_THE REQUEST_
Please output the lines shown below exactly as they appear.

_INPUT FOR THIS TASK_
•••••

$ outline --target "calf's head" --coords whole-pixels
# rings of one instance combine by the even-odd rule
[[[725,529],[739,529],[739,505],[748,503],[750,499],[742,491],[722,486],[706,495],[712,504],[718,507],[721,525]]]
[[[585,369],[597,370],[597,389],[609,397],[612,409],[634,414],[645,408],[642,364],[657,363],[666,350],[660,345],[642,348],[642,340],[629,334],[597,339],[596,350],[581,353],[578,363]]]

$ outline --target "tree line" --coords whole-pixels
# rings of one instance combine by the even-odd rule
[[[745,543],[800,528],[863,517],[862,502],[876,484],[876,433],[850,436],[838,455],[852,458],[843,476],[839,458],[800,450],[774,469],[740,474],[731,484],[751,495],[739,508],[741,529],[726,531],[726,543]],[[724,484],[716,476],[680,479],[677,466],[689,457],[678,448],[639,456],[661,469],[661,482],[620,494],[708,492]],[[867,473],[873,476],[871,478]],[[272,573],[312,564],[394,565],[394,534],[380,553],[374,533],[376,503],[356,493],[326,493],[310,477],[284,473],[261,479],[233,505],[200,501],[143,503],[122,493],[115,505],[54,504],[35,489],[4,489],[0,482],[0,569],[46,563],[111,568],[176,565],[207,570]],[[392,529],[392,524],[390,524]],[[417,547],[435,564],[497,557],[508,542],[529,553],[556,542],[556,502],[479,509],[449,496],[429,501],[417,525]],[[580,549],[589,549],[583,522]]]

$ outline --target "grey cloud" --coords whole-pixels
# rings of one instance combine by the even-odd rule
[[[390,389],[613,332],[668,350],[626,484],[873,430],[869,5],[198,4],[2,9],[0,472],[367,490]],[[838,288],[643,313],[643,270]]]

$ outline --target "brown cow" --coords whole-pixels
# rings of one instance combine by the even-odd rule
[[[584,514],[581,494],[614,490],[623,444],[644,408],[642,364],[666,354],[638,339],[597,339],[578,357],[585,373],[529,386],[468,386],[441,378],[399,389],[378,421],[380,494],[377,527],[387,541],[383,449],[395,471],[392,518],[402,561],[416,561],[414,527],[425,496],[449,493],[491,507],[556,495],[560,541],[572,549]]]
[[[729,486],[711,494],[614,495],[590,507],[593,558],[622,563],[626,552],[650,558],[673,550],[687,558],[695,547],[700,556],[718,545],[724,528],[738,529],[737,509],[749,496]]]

•••••

_SOLVED PROBLEM_
$ outline --target "calf's head" --coords whole-pixels
# rings of one instance combine by the even-odd rule
[[[725,529],[739,529],[739,505],[748,503],[750,499],[742,491],[722,486],[706,495],[712,504],[718,507],[721,525]]]
[[[585,369],[597,370],[597,389],[609,397],[612,409],[634,414],[645,408],[642,364],[657,363],[666,350],[660,345],[642,348],[642,340],[629,334],[597,339],[596,350],[581,353],[578,363]]]

$ outline --target "tree line" --coords whole-pixels
# rings of one instance combine by the even-odd rule
[[[745,543],[800,528],[863,517],[862,502],[876,484],[876,433],[850,436],[838,455],[852,458],[843,476],[839,458],[800,450],[774,469],[740,474],[731,484],[751,495],[739,508],[741,529],[726,531],[726,543]],[[724,484],[716,476],[680,479],[677,466],[689,457],[678,448],[639,456],[661,469],[661,482],[620,494],[708,492]],[[867,473],[873,476],[871,478]],[[272,573],[312,564],[394,565],[394,534],[380,553],[374,533],[376,503],[356,493],[326,493],[310,477],[284,473],[261,479],[233,505],[200,501],[143,503],[122,493],[115,505],[54,504],[35,489],[4,489],[0,482],[0,569],[46,563],[111,568],[176,565],[207,570]],[[392,529],[392,524],[390,524]],[[417,547],[435,564],[497,557],[508,542],[529,553],[556,542],[556,502],[479,509],[449,496],[429,501],[417,525]],[[580,549],[589,549],[583,522]]]

$ outline --target "grey cloud" --coords whole-pixels
# rings of one instance combine by the even-odd rule
[[[390,389],[613,332],[668,350],[626,484],[873,430],[869,5],[198,4],[2,9],[0,472],[367,490]],[[838,288],[643,313],[643,270]]]

$ outline --target "brown cow" --coords whole-pixels
# rings of one instance combine by the even-odd rule
[[[584,514],[581,494],[614,490],[623,444],[644,408],[642,364],[666,354],[638,339],[597,339],[578,357],[585,373],[529,386],[468,386],[441,378],[399,389],[378,421],[380,494],[377,527],[387,541],[383,449],[395,471],[392,518],[402,561],[416,561],[414,527],[425,496],[449,493],[491,507],[556,495],[560,541],[572,549]]]
[[[729,486],[711,494],[614,495],[590,507],[593,558],[622,563],[626,552],[650,558],[673,550],[687,558],[695,547],[700,556],[718,545],[724,528],[738,529],[737,509],[749,496]]]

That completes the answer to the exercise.